Carry on the article below about rapid antigen tests sold at Coles and Woolworths, starting right after its final sentence.

***** EXCERPTED TEXT

Coles and Woolies Now Stock Rapid Antigen Tests — But How Much Do They Cost?

buy rapid antigen test australia

The days of having someone tickle your brain with a stick are somewhat over. Now, you can pay for the luxury using an at-home kit with the release of new rapid antigen tests in Aussie supermarkets.

The at-home COVID testing kits, which have similar vibes to at-home pregnancy tests, are currently being stocked at both Coles and Woolworths. As of July 18, Coles is selling five-packs for $40. Woolworths, on the other hand, is selling one test for $10, two tests for $15, five tests for $40, and 25 tests for around $150.

Rapid antigen tests are designed to provide a positive or negative diagnosis of a COVID-19 infection in just 15 minutes, however they are thought to be less reliable than the PCR tests conducted at COVID testing clinics.

They were approved for use in Australia by the Therapeutic Goods Administration on October 15, 2021, for the general public. 33 other COVID tests have already been declared safe to use by the TGA for medical professionals, but this will be the first time that people will be able to test themselves.

PRC tests are, however,  can be a real inconvenience, as many of us will have discovered, and involve travel to and from the clinic and isolating post-test for potentially days. This is why the broad availability of easy, at-home testing was part of the government’s four-phase lockdown roadmap.

**********
***** INFORMATION SUPPLIED

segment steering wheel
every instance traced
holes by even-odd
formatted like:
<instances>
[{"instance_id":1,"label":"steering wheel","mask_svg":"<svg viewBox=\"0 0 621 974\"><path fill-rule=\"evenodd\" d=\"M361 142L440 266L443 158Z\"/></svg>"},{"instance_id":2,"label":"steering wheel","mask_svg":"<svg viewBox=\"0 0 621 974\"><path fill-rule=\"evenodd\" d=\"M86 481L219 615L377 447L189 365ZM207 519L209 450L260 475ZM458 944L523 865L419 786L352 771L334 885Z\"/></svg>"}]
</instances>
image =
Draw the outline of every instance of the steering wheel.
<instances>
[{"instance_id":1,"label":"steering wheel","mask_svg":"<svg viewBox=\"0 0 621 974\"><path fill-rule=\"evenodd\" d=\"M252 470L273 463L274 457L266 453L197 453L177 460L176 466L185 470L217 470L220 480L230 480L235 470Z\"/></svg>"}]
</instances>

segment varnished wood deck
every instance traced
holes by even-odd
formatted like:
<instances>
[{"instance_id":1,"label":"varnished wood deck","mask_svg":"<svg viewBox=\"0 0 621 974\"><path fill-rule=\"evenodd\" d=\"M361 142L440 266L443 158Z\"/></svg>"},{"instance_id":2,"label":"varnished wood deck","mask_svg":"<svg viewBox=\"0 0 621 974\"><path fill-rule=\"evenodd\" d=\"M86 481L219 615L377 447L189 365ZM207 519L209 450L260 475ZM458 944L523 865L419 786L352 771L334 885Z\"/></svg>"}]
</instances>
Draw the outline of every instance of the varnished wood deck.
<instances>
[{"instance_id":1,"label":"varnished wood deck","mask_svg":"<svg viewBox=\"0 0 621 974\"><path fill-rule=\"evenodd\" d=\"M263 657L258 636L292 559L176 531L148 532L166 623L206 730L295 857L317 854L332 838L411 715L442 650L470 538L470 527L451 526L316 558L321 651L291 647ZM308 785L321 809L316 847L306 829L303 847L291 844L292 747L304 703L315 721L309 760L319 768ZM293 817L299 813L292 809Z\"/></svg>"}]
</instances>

**********

* **TASK OUTPUT**:
Using these tests give us all a quick and easy way of knowing if we’ve got COVID or we’ve just drunk a little bit more than we ought to have done last night.

It’s worth noting that rapid antigen tests were being used by medical services across NSW and VIC, even before they got sold in supermarkets. Employers such as Westpac and Commonwealth Bank also used them in their COVID hotspot offices by staff members who wish to confirm that they didn’t have the virus.

However, David Anderson of the Burnet Institute has said that they are not a silver bullet for controlling the spread of COVID.

Even if you do the test properly it will miss people and it can give a false sense of security,” he told ABC Radio Melbourne.

“You feel sick, but you do a rapid antigen test but you don’t swab your nose properly and you think everything is fine until you go about your daily business and expose lots of other people.”